*** Source material Section Begins ***

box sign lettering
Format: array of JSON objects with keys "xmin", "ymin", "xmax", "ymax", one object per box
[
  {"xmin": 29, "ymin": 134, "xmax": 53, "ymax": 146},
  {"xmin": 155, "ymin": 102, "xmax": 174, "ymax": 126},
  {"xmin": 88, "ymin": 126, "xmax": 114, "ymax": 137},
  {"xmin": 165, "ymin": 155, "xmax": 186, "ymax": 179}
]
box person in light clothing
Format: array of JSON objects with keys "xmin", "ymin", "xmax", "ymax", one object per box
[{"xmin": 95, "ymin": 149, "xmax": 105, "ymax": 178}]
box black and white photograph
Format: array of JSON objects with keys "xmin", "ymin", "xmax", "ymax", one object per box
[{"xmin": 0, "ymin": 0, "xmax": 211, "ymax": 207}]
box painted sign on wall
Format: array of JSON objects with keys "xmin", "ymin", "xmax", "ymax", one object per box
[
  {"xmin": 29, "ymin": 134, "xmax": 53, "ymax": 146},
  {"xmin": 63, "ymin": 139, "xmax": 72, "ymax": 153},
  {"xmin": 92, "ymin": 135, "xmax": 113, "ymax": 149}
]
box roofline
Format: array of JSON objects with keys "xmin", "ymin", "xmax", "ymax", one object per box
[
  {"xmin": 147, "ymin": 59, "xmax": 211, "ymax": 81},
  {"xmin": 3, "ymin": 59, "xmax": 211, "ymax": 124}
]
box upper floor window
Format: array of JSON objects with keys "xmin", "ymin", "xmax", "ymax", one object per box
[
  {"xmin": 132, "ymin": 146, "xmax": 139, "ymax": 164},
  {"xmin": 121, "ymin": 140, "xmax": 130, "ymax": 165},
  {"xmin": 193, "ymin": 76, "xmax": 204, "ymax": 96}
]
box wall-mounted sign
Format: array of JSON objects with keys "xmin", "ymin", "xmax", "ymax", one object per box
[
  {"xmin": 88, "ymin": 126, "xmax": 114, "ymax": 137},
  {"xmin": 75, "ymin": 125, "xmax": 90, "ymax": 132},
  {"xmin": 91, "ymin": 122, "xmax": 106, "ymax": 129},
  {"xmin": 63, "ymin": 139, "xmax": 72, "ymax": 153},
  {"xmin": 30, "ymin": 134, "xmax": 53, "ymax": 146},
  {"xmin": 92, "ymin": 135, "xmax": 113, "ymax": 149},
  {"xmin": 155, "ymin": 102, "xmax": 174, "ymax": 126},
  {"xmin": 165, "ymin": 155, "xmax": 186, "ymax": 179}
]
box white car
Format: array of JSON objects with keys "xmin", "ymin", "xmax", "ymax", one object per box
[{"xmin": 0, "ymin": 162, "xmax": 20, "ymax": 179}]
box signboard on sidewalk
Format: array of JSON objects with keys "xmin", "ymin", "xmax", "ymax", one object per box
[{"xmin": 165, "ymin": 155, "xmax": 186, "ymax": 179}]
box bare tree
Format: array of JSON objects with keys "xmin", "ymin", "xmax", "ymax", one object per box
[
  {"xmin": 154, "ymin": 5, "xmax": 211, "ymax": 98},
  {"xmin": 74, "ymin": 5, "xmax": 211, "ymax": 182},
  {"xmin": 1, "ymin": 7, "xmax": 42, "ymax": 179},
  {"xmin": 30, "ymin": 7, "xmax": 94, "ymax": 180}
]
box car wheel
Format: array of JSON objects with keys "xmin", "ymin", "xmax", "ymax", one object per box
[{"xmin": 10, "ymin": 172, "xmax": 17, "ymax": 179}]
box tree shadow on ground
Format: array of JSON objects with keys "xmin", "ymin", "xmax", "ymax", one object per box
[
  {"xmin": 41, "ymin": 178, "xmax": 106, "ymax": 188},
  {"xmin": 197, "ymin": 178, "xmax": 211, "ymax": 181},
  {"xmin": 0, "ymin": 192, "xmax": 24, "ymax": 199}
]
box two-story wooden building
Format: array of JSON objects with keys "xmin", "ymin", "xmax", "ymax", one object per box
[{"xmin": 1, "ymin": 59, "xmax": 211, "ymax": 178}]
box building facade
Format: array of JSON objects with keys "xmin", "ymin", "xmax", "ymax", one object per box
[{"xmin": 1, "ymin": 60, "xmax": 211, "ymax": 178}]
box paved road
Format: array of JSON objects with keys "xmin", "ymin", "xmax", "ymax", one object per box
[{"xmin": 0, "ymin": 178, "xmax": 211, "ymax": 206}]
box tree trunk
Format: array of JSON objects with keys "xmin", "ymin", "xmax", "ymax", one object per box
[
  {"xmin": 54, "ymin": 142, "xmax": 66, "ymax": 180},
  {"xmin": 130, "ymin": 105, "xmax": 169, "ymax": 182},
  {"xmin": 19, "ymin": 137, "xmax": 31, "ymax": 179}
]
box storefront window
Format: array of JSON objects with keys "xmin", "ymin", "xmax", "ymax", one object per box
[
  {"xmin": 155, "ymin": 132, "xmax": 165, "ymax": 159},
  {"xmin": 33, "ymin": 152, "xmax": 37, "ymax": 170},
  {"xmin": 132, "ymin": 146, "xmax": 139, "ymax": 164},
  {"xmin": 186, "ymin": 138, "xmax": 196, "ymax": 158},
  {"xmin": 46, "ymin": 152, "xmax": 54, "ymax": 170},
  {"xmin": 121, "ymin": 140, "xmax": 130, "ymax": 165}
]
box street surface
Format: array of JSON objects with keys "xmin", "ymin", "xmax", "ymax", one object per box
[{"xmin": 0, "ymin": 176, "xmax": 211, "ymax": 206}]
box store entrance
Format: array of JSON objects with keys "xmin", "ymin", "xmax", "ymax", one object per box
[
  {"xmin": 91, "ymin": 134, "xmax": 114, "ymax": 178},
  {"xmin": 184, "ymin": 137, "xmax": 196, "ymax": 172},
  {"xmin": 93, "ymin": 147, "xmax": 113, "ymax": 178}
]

*** Source material Section Ends ***

→ Work instruction: Everything from the first line of the records through the line holding "box roofline" is to be transcribed exactly; leave out all other lines.

→ Task result:
box sign lettering
Format: array of JSON objects with keys "xmin", "ymin", "xmax", "ymax", one object per box
[
  {"xmin": 29, "ymin": 134, "xmax": 53, "ymax": 146},
  {"xmin": 155, "ymin": 102, "xmax": 174, "ymax": 126},
  {"xmin": 88, "ymin": 126, "xmax": 114, "ymax": 137},
  {"xmin": 165, "ymin": 155, "xmax": 186, "ymax": 179}
]
box person in light clothing
Format: array of JSON objects with keys "xmin", "ymin", "xmax", "ymax", one object per box
[{"xmin": 95, "ymin": 149, "xmax": 105, "ymax": 178}]
box black and white photograph
Format: array of JSON objects with keys "xmin", "ymin", "xmax", "ymax", one object per box
[{"xmin": 0, "ymin": 0, "xmax": 211, "ymax": 207}]
box painted sign on wall
Format: array of JSON objects with keys "xmin", "ymin", "xmax", "ymax", one object per box
[
  {"xmin": 29, "ymin": 134, "xmax": 53, "ymax": 146},
  {"xmin": 63, "ymin": 139, "xmax": 72, "ymax": 153},
  {"xmin": 92, "ymin": 135, "xmax": 113, "ymax": 149}
]
box roofline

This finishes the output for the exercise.